**Teks**
::::::::
Setiap peserta didik juga dapat berbeda dalam cara pendekatan situasi
belajar, dalam cara menerima, mengorganisasikan dan menghubungkan
pengalaman-pengalamannya merespon informasi yang diterimanya.
Perbedaan-perbedaan
antar pribadi yang menetap dalam cara menyusun dan mengolah informasi
serta pengalaman-pengalaman ini disebut dengan gaya kognitif (Slameto, 2010:160).
Salah satu gaya kognitif yang telah dipelajari secara meluas adalah apa yang disebut
dengan field independent dan field dependent. Penelitian yang
dilakukan oleh Abdurahman (2008) memberikan kesimpulan bahwa berdasarkan
analisis inferensial menunjukkan bahwa terdapat perbedaan signifikan antara hasil
belajar matematika siswa yang bergaya kognitif field independent dan
field dependent.
::::::::
Entri koleksi:
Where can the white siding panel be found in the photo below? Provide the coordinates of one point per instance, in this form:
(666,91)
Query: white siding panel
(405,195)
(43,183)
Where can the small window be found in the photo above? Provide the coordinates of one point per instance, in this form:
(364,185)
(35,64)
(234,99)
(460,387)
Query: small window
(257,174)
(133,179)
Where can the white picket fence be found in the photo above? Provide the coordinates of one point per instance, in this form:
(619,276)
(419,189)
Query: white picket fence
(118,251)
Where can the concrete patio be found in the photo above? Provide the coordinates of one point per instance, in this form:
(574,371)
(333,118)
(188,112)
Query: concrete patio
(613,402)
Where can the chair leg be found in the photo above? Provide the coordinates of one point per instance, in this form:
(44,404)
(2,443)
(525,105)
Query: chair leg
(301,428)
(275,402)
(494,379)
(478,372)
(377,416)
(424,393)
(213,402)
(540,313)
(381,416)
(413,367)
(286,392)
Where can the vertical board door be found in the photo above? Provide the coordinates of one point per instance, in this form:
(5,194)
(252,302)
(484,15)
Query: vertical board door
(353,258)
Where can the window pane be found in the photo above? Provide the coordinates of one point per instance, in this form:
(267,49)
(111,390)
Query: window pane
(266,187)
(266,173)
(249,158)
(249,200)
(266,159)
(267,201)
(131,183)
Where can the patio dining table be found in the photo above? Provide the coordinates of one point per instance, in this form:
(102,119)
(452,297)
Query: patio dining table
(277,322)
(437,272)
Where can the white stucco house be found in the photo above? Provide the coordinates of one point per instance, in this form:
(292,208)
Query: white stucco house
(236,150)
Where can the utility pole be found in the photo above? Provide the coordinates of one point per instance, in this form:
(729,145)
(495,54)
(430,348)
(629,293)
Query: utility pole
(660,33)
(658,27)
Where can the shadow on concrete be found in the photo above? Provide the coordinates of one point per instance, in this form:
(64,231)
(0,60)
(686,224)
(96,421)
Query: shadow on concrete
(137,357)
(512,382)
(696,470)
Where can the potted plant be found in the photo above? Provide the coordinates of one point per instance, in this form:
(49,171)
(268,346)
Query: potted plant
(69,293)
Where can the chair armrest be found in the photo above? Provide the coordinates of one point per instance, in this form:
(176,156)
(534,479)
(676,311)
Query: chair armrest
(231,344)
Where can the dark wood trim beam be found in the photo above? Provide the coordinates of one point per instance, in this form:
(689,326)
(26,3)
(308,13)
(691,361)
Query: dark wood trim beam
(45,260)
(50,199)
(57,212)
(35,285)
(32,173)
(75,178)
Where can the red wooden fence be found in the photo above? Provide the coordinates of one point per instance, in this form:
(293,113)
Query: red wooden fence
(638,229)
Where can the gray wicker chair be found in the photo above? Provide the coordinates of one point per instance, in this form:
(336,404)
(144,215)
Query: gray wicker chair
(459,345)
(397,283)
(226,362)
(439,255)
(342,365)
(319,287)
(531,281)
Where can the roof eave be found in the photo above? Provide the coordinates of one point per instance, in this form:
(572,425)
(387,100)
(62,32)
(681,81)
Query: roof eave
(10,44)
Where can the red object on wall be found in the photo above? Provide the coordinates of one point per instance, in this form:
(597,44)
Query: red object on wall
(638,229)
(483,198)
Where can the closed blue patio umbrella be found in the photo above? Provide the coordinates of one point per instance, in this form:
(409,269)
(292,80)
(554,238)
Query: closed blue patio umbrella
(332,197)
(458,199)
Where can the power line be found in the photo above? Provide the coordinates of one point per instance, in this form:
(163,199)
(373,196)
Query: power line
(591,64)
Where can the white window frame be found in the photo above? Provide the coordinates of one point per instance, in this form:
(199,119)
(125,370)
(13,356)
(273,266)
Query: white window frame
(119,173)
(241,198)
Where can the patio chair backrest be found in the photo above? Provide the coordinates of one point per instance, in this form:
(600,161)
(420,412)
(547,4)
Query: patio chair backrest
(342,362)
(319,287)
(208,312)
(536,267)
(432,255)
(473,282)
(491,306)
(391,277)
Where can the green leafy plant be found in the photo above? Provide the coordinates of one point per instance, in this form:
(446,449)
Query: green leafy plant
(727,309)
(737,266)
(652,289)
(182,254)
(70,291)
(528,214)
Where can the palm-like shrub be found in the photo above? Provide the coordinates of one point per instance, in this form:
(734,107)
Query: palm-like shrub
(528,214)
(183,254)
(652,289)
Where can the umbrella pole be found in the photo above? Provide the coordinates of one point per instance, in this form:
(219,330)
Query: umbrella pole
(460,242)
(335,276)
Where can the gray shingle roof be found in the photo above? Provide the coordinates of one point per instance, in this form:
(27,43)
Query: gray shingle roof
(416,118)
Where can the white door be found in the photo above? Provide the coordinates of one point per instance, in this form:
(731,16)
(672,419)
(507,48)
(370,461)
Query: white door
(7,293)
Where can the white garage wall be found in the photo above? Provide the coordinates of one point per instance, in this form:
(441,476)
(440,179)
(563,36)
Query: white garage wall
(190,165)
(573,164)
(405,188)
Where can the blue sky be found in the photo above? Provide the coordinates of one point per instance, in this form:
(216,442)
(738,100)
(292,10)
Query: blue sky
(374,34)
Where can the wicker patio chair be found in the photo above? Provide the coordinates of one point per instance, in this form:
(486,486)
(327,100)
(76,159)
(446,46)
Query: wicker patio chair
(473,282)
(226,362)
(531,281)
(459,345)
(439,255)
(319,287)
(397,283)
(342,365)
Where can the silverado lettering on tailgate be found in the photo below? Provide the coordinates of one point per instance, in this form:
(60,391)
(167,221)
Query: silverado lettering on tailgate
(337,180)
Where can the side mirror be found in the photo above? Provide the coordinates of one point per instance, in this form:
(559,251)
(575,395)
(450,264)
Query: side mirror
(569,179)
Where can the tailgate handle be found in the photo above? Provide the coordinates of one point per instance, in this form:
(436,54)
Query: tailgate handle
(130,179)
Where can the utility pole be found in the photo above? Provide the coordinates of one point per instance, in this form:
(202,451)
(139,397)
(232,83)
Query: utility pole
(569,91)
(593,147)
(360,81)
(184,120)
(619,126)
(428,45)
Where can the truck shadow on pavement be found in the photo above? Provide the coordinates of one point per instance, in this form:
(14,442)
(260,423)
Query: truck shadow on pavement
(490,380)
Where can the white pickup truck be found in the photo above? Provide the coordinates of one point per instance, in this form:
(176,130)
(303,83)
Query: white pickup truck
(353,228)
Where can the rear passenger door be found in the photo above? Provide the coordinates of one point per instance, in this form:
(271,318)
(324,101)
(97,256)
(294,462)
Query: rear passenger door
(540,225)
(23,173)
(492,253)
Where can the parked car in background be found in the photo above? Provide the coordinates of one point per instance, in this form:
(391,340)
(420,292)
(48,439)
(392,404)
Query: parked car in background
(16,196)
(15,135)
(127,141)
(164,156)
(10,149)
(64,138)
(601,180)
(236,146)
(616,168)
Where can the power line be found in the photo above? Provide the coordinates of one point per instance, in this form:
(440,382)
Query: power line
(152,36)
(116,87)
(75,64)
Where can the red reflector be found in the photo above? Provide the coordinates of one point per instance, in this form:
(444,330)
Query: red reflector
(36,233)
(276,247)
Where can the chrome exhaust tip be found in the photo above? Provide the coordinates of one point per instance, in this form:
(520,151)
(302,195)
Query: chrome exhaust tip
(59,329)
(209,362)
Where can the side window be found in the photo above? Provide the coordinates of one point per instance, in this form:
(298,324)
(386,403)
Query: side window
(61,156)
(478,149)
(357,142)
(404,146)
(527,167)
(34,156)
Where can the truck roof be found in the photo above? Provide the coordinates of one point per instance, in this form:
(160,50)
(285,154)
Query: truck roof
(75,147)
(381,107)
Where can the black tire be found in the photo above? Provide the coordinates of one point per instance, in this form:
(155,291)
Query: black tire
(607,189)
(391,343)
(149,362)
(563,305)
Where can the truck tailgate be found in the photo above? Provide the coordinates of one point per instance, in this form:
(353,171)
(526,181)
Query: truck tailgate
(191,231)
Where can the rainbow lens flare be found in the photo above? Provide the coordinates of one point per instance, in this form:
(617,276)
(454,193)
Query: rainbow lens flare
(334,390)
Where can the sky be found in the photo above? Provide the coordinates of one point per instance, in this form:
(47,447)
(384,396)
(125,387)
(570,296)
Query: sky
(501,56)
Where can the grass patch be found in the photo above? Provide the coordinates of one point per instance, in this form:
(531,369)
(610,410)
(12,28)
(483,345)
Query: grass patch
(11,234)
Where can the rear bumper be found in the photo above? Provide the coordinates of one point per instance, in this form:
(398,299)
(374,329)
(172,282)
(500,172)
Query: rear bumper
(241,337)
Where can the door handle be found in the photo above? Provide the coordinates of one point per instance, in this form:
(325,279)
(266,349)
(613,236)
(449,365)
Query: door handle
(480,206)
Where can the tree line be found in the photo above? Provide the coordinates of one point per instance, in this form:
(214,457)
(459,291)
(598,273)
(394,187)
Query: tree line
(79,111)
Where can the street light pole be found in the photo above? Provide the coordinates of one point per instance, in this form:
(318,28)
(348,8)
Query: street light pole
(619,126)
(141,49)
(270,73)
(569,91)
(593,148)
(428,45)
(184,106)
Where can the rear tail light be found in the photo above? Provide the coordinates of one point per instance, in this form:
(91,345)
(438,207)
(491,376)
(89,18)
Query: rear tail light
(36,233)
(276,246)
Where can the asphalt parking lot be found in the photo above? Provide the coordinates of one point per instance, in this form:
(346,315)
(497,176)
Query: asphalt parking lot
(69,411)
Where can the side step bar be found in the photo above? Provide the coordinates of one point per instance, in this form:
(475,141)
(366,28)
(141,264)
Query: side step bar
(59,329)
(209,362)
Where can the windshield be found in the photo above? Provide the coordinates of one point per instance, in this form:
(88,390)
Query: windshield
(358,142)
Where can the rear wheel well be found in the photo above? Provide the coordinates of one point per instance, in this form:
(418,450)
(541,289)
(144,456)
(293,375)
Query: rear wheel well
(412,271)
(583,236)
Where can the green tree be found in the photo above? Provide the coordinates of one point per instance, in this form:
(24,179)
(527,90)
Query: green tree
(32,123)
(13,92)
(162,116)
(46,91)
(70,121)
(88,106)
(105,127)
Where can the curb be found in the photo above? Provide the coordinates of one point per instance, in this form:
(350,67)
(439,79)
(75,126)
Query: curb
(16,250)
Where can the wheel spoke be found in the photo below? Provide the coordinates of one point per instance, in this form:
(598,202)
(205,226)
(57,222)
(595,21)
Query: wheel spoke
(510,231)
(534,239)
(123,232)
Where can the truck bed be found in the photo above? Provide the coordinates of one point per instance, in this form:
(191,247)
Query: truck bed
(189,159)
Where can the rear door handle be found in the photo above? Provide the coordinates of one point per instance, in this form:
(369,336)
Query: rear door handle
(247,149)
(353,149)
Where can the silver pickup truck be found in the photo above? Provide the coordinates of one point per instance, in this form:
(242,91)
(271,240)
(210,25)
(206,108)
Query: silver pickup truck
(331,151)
::::::::
**Soal Dikerjakan**
Kutip kembali seluruh teks tentang gaya kognitif di atas secara utuh, kata demi kata tanpa perubahan apa pun.

**Jawaban Tugas**
Setiap peserta didik juga dapat berbeda dalam cara pendekatan situasi
belajar, dalam cara menerima, mengorganisasikan dan menghubungkan
pengalaman-pengalamannya merespon informasi yang diterimanya.
Perbedaan-perbedaan
antar pribadi yang menetap dalam cara menyusun dan mengolah informasi
serta pengalaman-pengalaman ini disebut dengan gaya kognitif (Slameto, 2010:160).
Salah satu gaya kognitif yang telah dipelajari secara meluas adalah apa yang disebut
dengan field independent dan field dependent. Penelitian yang
dilakukan oleh Abdurahman (2008) memberikan kesimpulan bahwa berdasarkan
analisis inferensial menunjukkan bahwa terdapat perbedaan signifikan antara hasil
belajar matematika siswa yang bergaya kognitif field independent dan
field dependent.